> **Work to be completed**:
Reproduce the data in full, exactly as it appears.

[Dataset records]
- Opening Delimiter -

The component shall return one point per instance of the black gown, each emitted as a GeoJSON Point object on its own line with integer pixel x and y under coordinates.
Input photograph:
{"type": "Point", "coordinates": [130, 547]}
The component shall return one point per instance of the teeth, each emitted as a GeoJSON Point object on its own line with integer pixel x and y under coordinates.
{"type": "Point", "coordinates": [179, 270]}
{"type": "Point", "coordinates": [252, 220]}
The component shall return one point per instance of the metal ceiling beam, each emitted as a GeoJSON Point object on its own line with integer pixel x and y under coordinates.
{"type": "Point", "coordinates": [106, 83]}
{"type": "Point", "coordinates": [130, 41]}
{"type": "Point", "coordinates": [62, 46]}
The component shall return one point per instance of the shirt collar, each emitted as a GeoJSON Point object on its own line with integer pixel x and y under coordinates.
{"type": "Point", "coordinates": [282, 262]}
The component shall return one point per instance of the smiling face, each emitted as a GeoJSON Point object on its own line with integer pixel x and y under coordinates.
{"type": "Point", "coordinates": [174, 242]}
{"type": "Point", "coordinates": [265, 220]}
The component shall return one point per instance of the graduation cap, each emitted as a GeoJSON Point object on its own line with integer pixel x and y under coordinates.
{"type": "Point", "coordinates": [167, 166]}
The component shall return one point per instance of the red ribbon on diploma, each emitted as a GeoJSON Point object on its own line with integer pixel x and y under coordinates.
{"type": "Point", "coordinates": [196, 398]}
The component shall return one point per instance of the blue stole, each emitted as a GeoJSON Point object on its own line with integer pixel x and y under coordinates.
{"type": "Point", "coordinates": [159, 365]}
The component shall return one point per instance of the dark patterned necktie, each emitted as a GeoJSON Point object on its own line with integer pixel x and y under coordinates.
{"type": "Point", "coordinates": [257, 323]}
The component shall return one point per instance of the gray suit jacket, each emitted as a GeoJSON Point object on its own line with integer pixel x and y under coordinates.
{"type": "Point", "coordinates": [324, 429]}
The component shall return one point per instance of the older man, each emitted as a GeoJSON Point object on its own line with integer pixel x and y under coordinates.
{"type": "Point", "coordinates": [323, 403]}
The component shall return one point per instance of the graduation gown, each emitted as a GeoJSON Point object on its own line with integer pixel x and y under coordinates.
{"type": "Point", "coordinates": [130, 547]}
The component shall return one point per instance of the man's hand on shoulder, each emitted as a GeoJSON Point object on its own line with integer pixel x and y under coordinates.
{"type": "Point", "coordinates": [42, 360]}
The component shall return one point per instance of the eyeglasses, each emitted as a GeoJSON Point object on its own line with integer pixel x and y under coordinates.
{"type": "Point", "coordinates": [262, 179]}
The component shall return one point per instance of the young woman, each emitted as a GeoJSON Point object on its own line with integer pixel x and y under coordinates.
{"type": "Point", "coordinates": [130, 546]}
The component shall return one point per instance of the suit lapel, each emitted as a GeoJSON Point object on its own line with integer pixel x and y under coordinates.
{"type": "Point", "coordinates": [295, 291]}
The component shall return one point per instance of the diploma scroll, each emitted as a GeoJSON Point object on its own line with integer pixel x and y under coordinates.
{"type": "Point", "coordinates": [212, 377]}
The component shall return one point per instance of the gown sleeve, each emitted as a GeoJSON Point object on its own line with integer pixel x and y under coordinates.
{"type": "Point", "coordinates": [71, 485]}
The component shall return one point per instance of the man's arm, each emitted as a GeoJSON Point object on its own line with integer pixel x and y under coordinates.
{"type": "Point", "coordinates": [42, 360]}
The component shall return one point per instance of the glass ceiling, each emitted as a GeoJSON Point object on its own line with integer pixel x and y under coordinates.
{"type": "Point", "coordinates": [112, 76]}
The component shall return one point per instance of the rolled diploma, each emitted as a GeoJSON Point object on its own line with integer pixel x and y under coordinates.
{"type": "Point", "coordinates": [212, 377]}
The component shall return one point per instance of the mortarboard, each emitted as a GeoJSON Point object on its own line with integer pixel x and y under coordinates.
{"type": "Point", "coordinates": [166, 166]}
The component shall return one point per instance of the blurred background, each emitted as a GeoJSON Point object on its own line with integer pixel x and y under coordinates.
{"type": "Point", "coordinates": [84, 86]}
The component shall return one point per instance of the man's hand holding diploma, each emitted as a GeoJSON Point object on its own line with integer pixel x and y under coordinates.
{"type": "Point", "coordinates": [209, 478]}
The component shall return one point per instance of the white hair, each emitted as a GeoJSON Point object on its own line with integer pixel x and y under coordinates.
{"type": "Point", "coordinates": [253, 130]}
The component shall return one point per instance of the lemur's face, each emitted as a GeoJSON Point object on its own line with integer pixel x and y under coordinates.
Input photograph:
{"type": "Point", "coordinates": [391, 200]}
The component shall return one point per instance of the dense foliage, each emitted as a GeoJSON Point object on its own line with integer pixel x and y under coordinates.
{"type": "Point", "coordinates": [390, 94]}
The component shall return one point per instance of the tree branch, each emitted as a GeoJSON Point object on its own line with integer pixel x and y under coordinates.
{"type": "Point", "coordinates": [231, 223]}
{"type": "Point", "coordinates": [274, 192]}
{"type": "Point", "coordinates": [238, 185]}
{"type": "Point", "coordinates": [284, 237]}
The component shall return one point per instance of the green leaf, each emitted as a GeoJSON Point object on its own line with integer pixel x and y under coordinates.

- Closing Delimiter -

> **Written response**:
The component shall return one point per instance of the black gown, each emitted as a GeoJSON Point object on its own line with integer pixel x and y under coordinates.
Input photograph:
{"type": "Point", "coordinates": [130, 547]}
The component shall return one point per instance of the teeth, each emitted as a GeoJSON Point object on its own line with integer pixel x and y under coordinates.
{"type": "Point", "coordinates": [179, 270]}
{"type": "Point", "coordinates": [252, 220]}
The component shall return one point per instance of the metal ceiling beam, each emitted as a GeoJSON Point object on its own line with integer pixel x and y under coordinates.
{"type": "Point", "coordinates": [106, 83]}
{"type": "Point", "coordinates": [130, 41]}
{"type": "Point", "coordinates": [62, 46]}
The component shall return one point per instance of the shirt collar, each emitted as a GeoJSON Point object on its own line with integer pixel x and y under coordinates.
{"type": "Point", "coordinates": [282, 262]}
The component shall return one point per instance of the smiling face, each emitted as a GeoJSON Point object on its own line with integer pixel x and y under coordinates.
{"type": "Point", "coordinates": [174, 242]}
{"type": "Point", "coordinates": [265, 220]}
The component shall return one point per instance of the graduation cap, each emitted as a GeoJSON Point object on its own line with integer pixel x and y under coordinates.
{"type": "Point", "coordinates": [167, 166]}
The component shall return one point per instance of the red ribbon on diploma, each emitted as a GeoJSON Point object on its own line with integer pixel x and y under coordinates.
{"type": "Point", "coordinates": [196, 398]}
The component shall return one point per instance of the blue stole, each emitted as a GeoJSON Point object on its own line with integer pixel x and y under coordinates.
{"type": "Point", "coordinates": [159, 365]}
The component shall return one point per instance of the dark patterned necktie, each emitted as a GeoJSON Point object on its own line with integer pixel x and y under coordinates.
{"type": "Point", "coordinates": [257, 323]}
The component shall return one point per instance of the gray suit jacket, each emitted as a GeoJSON Point object on its own line with integer pixel x and y under coordinates.
{"type": "Point", "coordinates": [324, 429]}
The component shall return one point per instance of the older man, each emitted as a GeoJSON Point object on its own line with integer pixel x and y under coordinates.
{"type": "Point", "coordinates": [323, 403]}
The component shall return one point per instance of the graduation gown, each emitted as a GeoJSON Point object on its own line with integer pixel x and y under coordinates.
{"type": "Point", "coordinates": [130, 547]}
The component shall return one point per instance of the man's hand on shoulder, each emitted as a GeoJSON Point object on its own line with integer pixel x and y under coordinates.
{"type": "Point", "coordinates": [42, 360]}
The component shall return one point per instance of the eyeglasses, each emitted as a GeoJSON Point object on its own line with integer pixel x and y under coordinates.
{"type": "Point", "coordinates": [262, 179]}
The component shall return one point per instance of the young woman, each emitted as a GeoJSON Point object on its own line with integer pixel x and y under coordinates.
{"type": "Point", "coordinates": [130, 546]}
The component shall return one point per instance of the suit lapel, each emitted as a GeoJSON Point object on its own line with integer pixel x and y under coordinates.
{"type": "Point", "coordinates": [295, 291]}
The component shall return one point per instance of the diploma scroll, each emitted as a GeoJSON Point object on its own line with integer pixel x and y under coordinates.
{"type": "Point", "coordinates": [212, 377]}
The component shall return one point per instance of the gown sleeve, each emitted as a GeoJSON Point object on its own line with integer pixel x and y under coordinates.
{"type": "Point", "coordinates": [71, 485]}
The component shall return one point per instance of the man's arm, each emitted as a GeoJSON Point object on its own line with integer pixel x and y under coordinates.
{"type": "Point", "coordinates": [42, 360]}
The component shall return one point per instance of the glass ceiling, each emitted as a GeoJSON Point object on its own line with integer pixel x and y under coordinates.
{"type": "Point", "coordinates": [112, 76]}
The component shall return one point per instance of the rolled diploma, each emitted as a GeoJSON Point object on its own line with integer pixel x and y under coordinates.
{"type": "Point", "coordinates": [212, 377]}
The component shall return one point per instance of the mortarboard, each emitted as a GeoJSON Point object on its own line with integer pixel x and y under coordinates.
{"type": "Point", "coordinates": [166, 166]}
The component shall return one point per instance of the blurred background, each emitted as a GeoJSON Point object on its own line with integer pixel x and y under coordinates.
{"type": "Point", "coordinates": [84, 86]}
The component shall return one point per instance of the man's hand holding diploma, each emitted as a GeoJSON Point object on its own line with integer pixel x and y under coordinates.
{"type": "Point", "coordinates": [209, 478]}
The component shall return one point per instance of the white hair, each emitted as a GeoJSON Point object on its own line with integer pixel x and y under coordinates.
{"type": "Point", "coordinates": [253, 130]}
The component shall return one point per instance of the lemur's face, each emitted as a GeoJSON Point object on its own line with integer pixel x and y under coordinates.
Input photograph:
{"type": "Point", "coordinates": [391, 200]}
The component shall return one point per instance of the dense foliage, each emitted as a GeoJSON Point object on its own line with integer pixel x and y under coordinates.
{"type": "Point", "coordinates": [390, 94]}
The component shall return one point per instance of the tree branch, each emitted as a GeoJSON Point object on its own line with integer pixel x and y under coordinates.
{"type": "Point", "coordinates": [231, 223]}
{"type": "Point", "coordinates": [274, 192]}
{"type": "Point", "coordinates": [238, 185]}
{"type": "Point", "coordinates": [284, 237]}
The component shall return one point per instance of the green leaf, each emitted as a GeoJSON Point object on its own line with integer pixel x and y under coordinates.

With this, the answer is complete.